Work instruction:
Skip the images. Copy the records exactly as written.

Extracted entries:
- Opening Delimiter -

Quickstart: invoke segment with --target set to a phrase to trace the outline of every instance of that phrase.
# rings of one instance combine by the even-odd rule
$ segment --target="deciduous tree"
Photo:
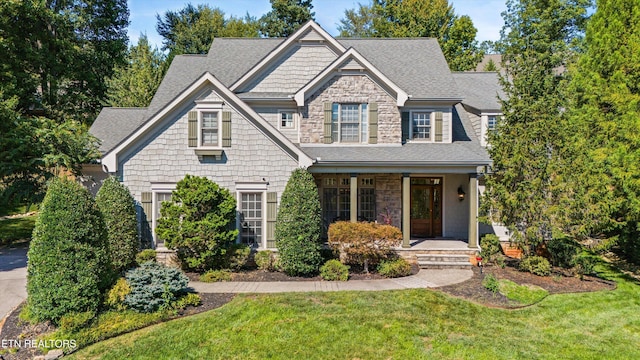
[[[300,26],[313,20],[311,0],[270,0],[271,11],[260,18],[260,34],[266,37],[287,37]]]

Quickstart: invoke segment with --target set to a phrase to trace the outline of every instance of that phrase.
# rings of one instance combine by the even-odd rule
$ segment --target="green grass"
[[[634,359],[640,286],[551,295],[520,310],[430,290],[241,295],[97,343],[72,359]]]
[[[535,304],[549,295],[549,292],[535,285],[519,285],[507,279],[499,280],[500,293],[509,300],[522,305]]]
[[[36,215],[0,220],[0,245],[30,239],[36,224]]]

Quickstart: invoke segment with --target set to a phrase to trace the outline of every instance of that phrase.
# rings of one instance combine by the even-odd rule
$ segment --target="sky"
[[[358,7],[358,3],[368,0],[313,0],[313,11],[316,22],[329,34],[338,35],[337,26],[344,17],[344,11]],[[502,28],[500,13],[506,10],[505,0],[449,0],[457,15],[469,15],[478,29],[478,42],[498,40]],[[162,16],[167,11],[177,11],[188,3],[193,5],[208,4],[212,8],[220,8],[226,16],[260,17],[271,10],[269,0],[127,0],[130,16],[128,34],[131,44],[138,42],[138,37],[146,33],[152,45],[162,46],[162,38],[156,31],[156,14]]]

- Closing Delimiter -

Final answer:
Quickstart: invoke segment with --target set to a phrase to trace the outline of every instance of that phrase.
# rings of one instance combine by the even-odd rule
$ segment --target="deciduous tree"
Photo:
[[[300,26],[313,20],[311,0],[270,0],[271,11],[260,18],[260,34],[266,37],[287,37]]]

Quickstart: invoke segment with --target set to a phrase to trace the outline of every instance of that phrase.
# rings of one instance combine by the even-odd rule
$ segment --target="green grass"
[[[634,359],[640,286],[551,295],[520,310],[430,290],[241,295],[97,343],[72,359]]]
[[[535,304],[549,295],[549,292],[535,285],[519,285],[507,279],[499,280],[500,293],[509,300],[522,305]]]
[[[36,215],[0,220],[0,245],[30,239],[36,224]]]

Quickstart: invoke segment with --target set to a phrase to trace the outline of every instance of that phrase.
# rings of one instance combine by the even-odd rule
$ segment --target="sky"
[[[358,7],[358,3],[368,0],[313,0],[313,11],[316,22],[329,34],[338,35],[337,26],[344,17],[344,11]],[[502,28],[500,13],[506,10],[505,0],[449,0],[457,15],[469,15],[478,29],[478,42],[498,40]],[[162,16],[167,11],[177,11],[188,3],[193,5],[208,4],[212,8],[220,8],[226,16],[260,17],[271,10],[269,0],[127,0],[130,16],[128,34],[131,44],[138,42],[138,37],[146,33],[152,45],[162,46],[162,38],[156,31],[156,14]]]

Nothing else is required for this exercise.